### SOURCE DOCUMENT
Certainly after the establishment of independence, when free from these old
restrictions, the Americans found themselves handicapped by being treated as
foreigners rather than favored traders and the recipients of bounties in English
markets.
Be that as it may, it appears that the colonists felt little irritation against
the mother country on account of the trade and navigation laws enacted previous
to the close of the French and Indian war. Relatively few were engaged in the
hat and iron industries as compared with those in farming and planting, so that
England's policy of restricting America to agriculture did not conflict with the
interests of the majority of the inhabitants. The woolen industry was largely in
the hands of women and carried on in connection with their domestic duties, so
that it was not the sole support of any considerable number of people.
As a matter of fact, moreover, the restrictive laws, especially those relating
to trade, were not rigidly enforced. Cargoes of tobacco were boldly sent to
continental ports without even so much as a bow to the English government, to
which duties should have been paid. Sugar and molasses from the French and Dutch
colonies were shipped into New England in spite of the law. Royal officers
sometimes protested against smuggling and sometimes connived at it; but at no
time did they succeed in stopping it. Taken all in all, very little was heard of
"the galling restraints of trade" until after the French war, when the British
government suddenly entered upon a new course.

### WHAT YOU WILL DO
Swap "smuggling" for "illicit trade" in the passage on colonial trade laws, starting at the words "As a matter" and stopping after "a new course.". The rows after this passage are separate material.

### DATA PROVIDED
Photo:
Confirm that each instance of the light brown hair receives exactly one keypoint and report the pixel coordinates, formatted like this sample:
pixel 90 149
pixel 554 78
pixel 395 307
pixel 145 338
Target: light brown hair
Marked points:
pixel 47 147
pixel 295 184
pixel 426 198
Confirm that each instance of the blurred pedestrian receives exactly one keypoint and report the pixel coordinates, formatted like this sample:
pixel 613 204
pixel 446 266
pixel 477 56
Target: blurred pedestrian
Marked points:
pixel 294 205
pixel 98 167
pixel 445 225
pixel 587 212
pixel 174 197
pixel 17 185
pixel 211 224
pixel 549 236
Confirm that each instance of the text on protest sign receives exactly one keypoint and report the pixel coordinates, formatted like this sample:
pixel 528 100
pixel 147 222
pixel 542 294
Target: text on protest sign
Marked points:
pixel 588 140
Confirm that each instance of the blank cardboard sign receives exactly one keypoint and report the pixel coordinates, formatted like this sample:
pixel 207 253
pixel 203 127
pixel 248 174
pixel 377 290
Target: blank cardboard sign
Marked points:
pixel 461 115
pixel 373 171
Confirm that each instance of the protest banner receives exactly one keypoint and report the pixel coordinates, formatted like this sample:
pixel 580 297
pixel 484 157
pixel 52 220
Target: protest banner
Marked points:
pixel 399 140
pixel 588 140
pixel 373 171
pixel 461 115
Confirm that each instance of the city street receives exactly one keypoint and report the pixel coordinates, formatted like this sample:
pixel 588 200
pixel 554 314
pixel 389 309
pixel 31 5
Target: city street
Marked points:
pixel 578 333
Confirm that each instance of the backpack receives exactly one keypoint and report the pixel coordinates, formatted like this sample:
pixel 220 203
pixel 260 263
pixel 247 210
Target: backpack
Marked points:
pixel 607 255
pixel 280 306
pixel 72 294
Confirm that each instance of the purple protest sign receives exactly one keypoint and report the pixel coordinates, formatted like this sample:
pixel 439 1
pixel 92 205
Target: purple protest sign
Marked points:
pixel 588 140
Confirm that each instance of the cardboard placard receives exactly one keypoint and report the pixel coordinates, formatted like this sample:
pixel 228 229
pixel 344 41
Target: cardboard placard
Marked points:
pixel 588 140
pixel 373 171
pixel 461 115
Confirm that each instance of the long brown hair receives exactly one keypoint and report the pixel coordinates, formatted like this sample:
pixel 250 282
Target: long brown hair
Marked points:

### SOLUTION FOR THIS TASK
As a matter of fact, moreover, the restrictive laws, especially those relating
to trade, were not rigidly enforced. Cargoes of tobacco were boldly sent to
continental ports without even so much as a bow to the English government, to
which duties should have been paid. Sugar and molasses from the French and Dutch
colonies were shipped into New England in spite of the law. Royal officers
sometimes protested against illicit trade and sometimes connived at it; but at no
time did they succeed in stopping it. Taken all in all, very little was heard of
"the galling restraints of trade" until after the French war, when the British
government suddenly entered upon a new course.